Nothing in the data below may be left out; return all of it exactly.
━━ Raw data ━━
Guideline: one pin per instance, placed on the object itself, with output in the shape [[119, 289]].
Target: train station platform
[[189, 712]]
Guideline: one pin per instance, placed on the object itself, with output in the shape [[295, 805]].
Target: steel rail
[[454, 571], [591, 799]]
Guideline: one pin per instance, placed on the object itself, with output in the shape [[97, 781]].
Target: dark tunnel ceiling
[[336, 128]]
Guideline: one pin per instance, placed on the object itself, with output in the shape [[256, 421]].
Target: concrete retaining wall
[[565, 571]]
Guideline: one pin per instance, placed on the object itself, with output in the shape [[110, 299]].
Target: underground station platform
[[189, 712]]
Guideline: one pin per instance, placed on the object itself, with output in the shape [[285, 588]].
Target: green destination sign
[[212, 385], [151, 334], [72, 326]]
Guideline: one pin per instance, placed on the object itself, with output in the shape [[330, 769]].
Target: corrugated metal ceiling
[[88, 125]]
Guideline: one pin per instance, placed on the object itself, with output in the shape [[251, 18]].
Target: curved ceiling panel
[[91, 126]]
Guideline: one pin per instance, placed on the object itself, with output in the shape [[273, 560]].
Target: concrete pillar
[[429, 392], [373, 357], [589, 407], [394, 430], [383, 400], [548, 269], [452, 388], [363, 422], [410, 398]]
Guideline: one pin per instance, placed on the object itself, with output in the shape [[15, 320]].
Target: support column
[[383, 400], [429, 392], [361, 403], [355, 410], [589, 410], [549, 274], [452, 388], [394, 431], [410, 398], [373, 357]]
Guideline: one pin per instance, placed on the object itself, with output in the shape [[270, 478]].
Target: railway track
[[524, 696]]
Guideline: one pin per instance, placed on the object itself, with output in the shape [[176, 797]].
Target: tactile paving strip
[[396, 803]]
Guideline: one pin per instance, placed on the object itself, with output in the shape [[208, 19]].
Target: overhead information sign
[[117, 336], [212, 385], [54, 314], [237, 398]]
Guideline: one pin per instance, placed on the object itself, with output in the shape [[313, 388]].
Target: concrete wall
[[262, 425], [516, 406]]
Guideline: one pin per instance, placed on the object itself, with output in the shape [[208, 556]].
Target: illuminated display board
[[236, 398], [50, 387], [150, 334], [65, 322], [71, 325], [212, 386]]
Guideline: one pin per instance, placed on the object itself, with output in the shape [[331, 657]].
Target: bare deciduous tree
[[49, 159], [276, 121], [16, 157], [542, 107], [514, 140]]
━━━
== Exercise solution ==
Guideline: one pin per instance, placed on the object itself, with output in the shape [[119, 289]].
Target: train station platform
[[189, 712]]
Guideline: one pin per instance, placed on the object itself, with output in the shape [[295, 805]].
Target: steel rail
[[454, 571], [591, 799]]
Guideline: one pin per instance, placed on the object itself, with output in the shape [[97, 781]].
Target: dark tunnel ceiling
[[336, 128]]
Guideline: one pin per instance, placed on the object itself, with output in the shape [[256, 421]].
Target: concrete retaining wall
[[565, 571]]
Guideline: one pin per instance, placed on the object itself, with output in the shape [[110, 299]].
Target: underground station platform
[[189, 712]]
Guideline: one pin per instance, placed on the object itself, with output in the shape [[285, 588]].
Target: green destination sign
[[212, 385], [151, 334], [72, 326]]
Guideline: one pin per instance, placed on the object itself, with output in the shape [[330, 769]].
Target: corrugated metal ceiling
[[88, 125]]
Guideline: one pin per instance, placed on the object itself, with output in the shape [[251, 18]].
Target: curved ceiling panel
[[91, 126]]
Guideline: one pin per instance, placed on the object itself, with output in the shape [[273, 560]].
Target: concrete pillar
[[429, 392], [373, 357], [589, 407], [394, 430], [383, 400], [548, 269], [452, 388], [363, 422], [410, 398]]
Guideline: one pin per instance, placed on the object itself, with output in the shape [[15, 320]].
Target: support column
[[383, 400], [429, 392], [361, 403], [355, 410], [589, 410], [549, 274], [452, 388], [394, 431], [410, 398], [373, 357]]
Guideline: one pin per instance, placed on the object itself, with output in the shape [[270, 478]].
Target: railway track
[[524, 696]]
Guideline: one pin per instance, placed on the object itself, with output in the shape [[176, 797]].
Target: tactile paving strip
[[396, 803]]
Guideline: one pin per instance, placed on the object itself, with output in the shape [[208, 19]].
Target: overhead information sign
[[117, 336], [212, 385], [54, 314], [237, 398]]
Guideline: one pin per instance, placed on the object itself, with output in the shape [[313, 388]].
Target: concrete wall
[[262, 425], [516, 406]]
Guideline: one pin per instance, placed on the object itself, with output in the shape [[208, 556]].
Target: illuminated display board
[[236, 398], [50, 387], [150, 334], [65, 322], [71, 325], [212, 386]]
Guideline: one pin per instance, placed on the object itself, with output in the shape [[331, 657]].
Target: bare deciduous tree
[[49, 159], [276, 121], [16, 157], [542, 107], [514, 140]]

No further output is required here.